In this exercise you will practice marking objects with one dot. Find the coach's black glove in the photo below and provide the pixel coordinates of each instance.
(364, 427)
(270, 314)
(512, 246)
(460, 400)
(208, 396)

▶ [Direction]
Reproduce the records above verbatim, line for line.

▶ [Reply to the task]
In this exercise you will practice marking objects with one dot. Find the coach's black glove in the photo below and provide the pixel coordinates of each instance.
(364, 427)
(270, 314)
(512, 246)
(460, 400)
(208, 396)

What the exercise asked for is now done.